> **REQUIRED WORK**
Lines below that hold the word "pavement" must be copied in full.

[Extracted records]

◇ ◇ ◇ ◇ ◇

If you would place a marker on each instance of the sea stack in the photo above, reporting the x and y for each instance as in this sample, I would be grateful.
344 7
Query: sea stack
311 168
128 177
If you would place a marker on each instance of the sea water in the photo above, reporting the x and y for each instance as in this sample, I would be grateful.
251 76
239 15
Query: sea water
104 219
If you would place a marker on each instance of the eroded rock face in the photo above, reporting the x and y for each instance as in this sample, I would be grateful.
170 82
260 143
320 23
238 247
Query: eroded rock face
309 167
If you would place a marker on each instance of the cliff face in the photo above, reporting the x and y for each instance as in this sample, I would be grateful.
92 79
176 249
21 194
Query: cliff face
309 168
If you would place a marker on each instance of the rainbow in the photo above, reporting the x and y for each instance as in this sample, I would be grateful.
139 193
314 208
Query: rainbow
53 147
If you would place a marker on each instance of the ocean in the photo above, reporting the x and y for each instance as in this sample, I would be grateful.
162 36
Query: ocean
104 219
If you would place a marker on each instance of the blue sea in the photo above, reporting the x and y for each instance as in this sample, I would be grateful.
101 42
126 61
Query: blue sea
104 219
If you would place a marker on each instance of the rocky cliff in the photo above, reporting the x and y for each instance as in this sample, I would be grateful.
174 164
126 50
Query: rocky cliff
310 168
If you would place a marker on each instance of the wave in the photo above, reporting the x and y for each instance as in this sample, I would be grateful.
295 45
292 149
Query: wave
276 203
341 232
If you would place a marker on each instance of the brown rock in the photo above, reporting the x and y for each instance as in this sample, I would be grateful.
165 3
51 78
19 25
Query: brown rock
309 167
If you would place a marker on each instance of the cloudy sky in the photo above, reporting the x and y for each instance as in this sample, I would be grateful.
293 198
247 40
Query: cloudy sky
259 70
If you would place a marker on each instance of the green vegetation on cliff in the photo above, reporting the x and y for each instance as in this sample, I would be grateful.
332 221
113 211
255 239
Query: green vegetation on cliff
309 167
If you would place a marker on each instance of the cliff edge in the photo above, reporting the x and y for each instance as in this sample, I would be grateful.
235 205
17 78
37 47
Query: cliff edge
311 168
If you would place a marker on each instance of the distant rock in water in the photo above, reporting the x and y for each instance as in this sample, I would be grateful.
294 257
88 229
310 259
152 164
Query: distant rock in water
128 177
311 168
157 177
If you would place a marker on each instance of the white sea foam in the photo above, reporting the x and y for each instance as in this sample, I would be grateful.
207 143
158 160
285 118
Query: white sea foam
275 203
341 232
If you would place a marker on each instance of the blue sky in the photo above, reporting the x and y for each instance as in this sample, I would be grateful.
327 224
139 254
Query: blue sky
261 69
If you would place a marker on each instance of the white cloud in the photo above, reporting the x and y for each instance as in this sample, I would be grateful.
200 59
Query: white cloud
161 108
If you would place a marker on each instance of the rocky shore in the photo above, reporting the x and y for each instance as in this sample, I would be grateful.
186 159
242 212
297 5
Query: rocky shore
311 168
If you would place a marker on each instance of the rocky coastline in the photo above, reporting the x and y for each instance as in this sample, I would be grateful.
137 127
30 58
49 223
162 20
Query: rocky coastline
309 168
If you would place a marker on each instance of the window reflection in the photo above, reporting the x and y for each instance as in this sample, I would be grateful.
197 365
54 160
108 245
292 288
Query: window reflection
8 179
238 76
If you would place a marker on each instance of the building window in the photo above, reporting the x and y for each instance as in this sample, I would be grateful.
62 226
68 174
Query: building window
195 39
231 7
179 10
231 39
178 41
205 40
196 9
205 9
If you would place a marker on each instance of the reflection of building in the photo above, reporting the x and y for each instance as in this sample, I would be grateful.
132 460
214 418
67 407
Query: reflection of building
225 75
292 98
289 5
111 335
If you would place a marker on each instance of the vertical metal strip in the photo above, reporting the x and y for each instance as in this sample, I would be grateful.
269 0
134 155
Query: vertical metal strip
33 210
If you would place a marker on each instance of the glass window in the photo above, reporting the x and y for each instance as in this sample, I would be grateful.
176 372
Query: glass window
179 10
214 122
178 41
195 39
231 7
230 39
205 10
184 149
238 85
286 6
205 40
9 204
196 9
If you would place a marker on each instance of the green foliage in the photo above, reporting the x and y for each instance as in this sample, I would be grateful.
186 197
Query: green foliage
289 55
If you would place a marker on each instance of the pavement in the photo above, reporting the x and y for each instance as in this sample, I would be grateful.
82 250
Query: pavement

◇ ◇ ◇ ◇ ◇

> **TASK SOLUTION**
If you would place a marker on each instance of the pavement in the photo above, reporting the x and y for each instance as in this sample, I would be grateful.
Query: pavement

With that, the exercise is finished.